* [Extract provided]
-=-=-

Friday, January 15, 2010

Bonus Friday Post: More Durnken Rambling, And A Flava Flav Reference

Yeah, there's a typo in the title, but it's hilarious and it's staying.

...and yet, I was sure to google "Flava Flav" to make sure I spelled his name correctly.



It's all about priorities.



So, all indications of borderline alcoholism aside, I might be a little tipsy again. Tonight's poison? A locally aged Sangiovese that went perfectly with the eggplant, spinach, and tofu parmesan that I made as part of an intended romatic dinner...



...a dinner that Brian breezed in for, chowed down, and left again, all within the span of 30 minutes or so.



But it's not his fault.


Unfortunately, Brian had to work late again tonight. Something about fire alarms in a hotel not being wired into the mainframe or what have you. So he was in and out and that fancy dinner for two became fast food and here I am, stuck with this opened bottle of Sangiovese and a whole lotta time on my hands.



Because it's Friday, I ain't got no job, and I ain't got shit to do!



Oh, Chris Tucker...you are so, SO dead on.



I had a job interview today. Just some part-time hours working as a receptionist in a veterinary clinic.


And I know you all are thinking about how I'm pretty much employment "slumming," and "oh, god, did you know that woman used to be a professional writer once? Can you BELIEVE that she's working in a veterinary clinic now? How sad!"


But you know what? That kind of job has the potential to make me very, very happy.


..Plus, the bills that keep finding their way into my mailbox don't think I'm too educated to take this job....In fact, they're all in favor of me bringing home some Goddamn INCOME, naaaah' sayin?!?



So yeah, I really want the job. The hours are perfect, allowing me to keep the majority of my day free to pursue my freelance writing business, and the job entails all sorts of moving and animal handling and people interaction - which is exactly what I'm looking for. And no, I'm not going to threaten to slit any of the animals' throats.


That shit stays inside the family.



I have a "working interview" scheduled for this Wednesday, so I'm going to need you all to keep your fingers crossed for me.



Moving on, I may be a little "durnk," but I've decided that this here blog needs a shot of adrenaline. We definitely need to bring some Flava Flav up in this beeyatch.

Not "Flava Flav" the man (I mean, eew, LOOK at him for chrissake!).


"Flava Flav" the spice. The hotness. The queso caliente (those are the only two spanish words I know. Well that, and biblioteca, which I'm pretty sure I just spelled all kinds of wrong).


So, my dear readers, what does it all mean?


It means that I'm in need of a muh-fukin' GUEST POST, son!


Seriously.

This blog needs some 5-hour energy (No jitters! No crash!) in the form of some fresh talent.


Just think - my readers, all 73 of them - reading your awesome guest post and finding the link to your blog.
How cool would that be?
Imagine the possibilities!


So if you think you could be the person to kick this blog in the proverbial ass, by all means, send an email to tapdancinginthedark@yahoo.com.


Don't make me beg. It's not pretty, and things might get a little uncomfortable.


As for the rest of the night? Who knows!
Maybe I'll motivate myself to finish the laundry and clean the bathroom.

-=-=-

* [Entries supplied]
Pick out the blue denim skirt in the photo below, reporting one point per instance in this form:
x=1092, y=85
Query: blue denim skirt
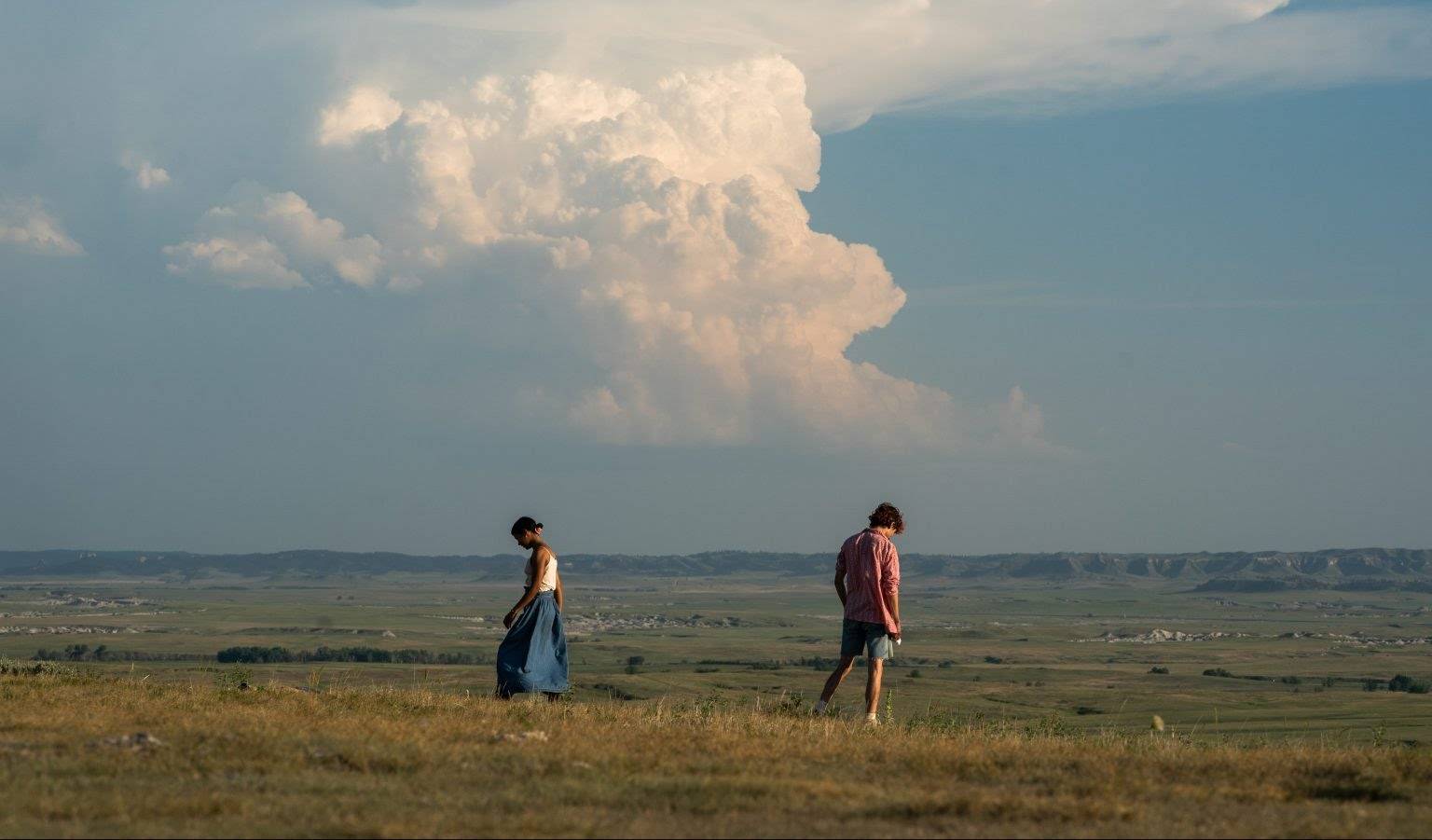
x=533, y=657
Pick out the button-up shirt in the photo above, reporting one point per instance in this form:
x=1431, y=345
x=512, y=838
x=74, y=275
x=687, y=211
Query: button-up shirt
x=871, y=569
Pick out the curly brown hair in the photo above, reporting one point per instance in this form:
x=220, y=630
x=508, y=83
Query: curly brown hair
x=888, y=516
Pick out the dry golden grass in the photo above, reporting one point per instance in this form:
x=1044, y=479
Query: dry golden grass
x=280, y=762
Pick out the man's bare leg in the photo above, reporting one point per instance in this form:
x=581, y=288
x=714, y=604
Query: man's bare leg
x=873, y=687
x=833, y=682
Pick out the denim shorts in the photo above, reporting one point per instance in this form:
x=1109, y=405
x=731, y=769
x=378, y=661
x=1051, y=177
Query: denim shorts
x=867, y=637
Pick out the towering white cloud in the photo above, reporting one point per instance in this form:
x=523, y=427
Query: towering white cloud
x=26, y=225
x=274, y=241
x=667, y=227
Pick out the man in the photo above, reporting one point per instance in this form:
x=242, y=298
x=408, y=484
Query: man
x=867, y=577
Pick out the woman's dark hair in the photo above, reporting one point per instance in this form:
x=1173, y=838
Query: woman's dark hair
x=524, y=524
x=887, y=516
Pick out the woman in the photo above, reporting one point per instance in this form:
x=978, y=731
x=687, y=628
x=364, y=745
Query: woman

-=-=-

Copy the part of the blog post that begins at the words "So, all indications" and stops after "minutes or so.". Work only from the blog post, not the lines.

So, all indications of borderline alcoholism aside, I might be a little tipsy again. Tonight's poison? A locally aged Sangiovese that went perfectly with the eggplant, spinach, and tofu parmesan that I made as part of an intended romatic dinner...



...a dinner that Brian breezed in for, chowed down, and left again, all within the span of 30 minutes or so.